Request
Copy the stretch of the records from the line containing "Find the background" through the line containing "Return every instance of the background", including both of those lines and reproducing every line word for word.

================

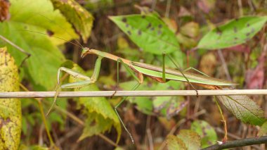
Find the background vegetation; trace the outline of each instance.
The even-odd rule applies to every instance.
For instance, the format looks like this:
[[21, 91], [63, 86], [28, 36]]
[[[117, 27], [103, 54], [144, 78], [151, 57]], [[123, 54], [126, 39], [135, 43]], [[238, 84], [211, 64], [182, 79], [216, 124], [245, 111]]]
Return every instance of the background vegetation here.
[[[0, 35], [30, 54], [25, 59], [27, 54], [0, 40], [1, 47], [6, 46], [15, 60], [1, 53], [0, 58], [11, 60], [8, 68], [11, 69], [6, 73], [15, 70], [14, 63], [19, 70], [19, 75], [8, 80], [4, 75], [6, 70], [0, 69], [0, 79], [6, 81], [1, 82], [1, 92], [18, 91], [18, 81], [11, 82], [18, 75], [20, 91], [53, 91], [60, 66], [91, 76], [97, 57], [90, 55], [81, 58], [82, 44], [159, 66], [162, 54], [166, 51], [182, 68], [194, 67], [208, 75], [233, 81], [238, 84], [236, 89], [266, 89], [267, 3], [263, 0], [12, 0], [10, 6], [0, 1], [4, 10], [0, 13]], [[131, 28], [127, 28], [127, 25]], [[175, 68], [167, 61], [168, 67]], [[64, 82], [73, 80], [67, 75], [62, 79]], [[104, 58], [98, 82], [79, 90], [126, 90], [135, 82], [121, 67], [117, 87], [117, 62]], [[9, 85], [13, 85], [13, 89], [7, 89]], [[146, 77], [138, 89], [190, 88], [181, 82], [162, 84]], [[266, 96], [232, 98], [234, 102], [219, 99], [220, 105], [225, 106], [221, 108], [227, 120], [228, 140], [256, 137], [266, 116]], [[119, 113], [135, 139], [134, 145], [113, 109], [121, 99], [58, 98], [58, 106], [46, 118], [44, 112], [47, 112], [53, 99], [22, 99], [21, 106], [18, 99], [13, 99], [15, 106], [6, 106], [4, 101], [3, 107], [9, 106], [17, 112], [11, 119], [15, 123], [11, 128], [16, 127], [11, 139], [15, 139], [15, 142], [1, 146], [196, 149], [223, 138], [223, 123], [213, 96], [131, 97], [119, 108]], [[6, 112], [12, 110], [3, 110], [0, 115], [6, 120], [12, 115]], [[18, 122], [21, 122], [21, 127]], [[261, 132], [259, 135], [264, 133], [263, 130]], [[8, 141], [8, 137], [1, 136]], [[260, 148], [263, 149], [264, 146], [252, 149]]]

================

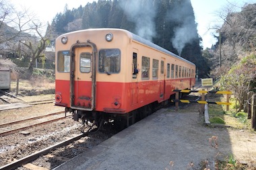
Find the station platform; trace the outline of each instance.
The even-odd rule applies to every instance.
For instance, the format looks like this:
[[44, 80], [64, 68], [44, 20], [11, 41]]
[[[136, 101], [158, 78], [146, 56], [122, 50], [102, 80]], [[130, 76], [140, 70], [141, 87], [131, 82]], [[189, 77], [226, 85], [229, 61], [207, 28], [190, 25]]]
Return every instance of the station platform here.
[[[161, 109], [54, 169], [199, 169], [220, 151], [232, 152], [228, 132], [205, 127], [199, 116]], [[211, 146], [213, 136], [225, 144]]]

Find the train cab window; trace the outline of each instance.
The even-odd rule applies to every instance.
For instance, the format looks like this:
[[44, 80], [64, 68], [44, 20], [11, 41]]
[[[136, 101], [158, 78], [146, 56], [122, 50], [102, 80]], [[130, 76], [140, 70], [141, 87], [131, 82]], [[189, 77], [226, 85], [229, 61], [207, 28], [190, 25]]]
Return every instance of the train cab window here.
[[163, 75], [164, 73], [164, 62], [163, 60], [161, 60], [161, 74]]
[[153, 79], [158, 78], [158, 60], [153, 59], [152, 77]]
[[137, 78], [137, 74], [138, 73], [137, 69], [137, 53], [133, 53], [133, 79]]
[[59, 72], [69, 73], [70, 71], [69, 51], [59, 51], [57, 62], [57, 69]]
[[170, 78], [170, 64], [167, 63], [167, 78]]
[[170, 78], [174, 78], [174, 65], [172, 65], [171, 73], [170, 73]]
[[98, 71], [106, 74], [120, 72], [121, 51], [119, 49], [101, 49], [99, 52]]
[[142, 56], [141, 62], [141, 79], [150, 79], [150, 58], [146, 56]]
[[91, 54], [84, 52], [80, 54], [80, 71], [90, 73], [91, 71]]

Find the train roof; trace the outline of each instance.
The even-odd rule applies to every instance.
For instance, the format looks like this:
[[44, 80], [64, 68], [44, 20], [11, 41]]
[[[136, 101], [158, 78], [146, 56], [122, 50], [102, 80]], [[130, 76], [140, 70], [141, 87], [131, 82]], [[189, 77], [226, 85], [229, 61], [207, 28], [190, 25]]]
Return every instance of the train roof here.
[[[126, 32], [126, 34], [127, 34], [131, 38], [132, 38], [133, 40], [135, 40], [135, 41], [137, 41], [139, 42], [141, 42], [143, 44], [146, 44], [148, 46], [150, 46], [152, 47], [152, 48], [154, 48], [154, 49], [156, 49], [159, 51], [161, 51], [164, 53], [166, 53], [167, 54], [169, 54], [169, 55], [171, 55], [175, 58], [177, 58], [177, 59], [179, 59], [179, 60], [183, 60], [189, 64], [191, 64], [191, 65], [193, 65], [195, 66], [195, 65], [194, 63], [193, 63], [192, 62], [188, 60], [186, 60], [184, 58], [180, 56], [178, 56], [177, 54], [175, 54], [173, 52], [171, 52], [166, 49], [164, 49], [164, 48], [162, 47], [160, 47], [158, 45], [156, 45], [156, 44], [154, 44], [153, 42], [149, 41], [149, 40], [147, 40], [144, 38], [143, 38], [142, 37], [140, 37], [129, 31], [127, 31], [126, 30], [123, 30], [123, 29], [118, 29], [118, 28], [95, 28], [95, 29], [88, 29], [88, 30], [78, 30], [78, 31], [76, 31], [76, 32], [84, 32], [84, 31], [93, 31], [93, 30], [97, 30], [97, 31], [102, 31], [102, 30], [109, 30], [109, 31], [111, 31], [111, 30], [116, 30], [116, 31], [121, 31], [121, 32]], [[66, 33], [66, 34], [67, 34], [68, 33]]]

================

Worked solution
Find the background vegetation; trace the outline of each instance.
The even-odd rule applies to every instance.
For instance, the format looks like this:
[[21, 91], [63, 86], [28, 36]]
[[[117, 27], [103, 54], [144, 78], [151, 57]], [[123, 54], [126, 39], [135, 43]], [[238, 84], [211, 64], [182, 79], [216, 124], [245, 111]]]
Return every instance of the background vegetation here.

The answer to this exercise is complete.